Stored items

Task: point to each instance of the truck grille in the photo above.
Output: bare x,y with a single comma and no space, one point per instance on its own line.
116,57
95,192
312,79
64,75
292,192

■ THE PROBLEM:
Quote every line of the records above verbatim, from start to finish.

■ COMPLETE ANSWER:
Task: point to each instance of the truck grille in the photo above.
Output: bare x,y with a single comma and no space, one point per instance on its own line.
116,57
95,192
312,79
64,75
292,192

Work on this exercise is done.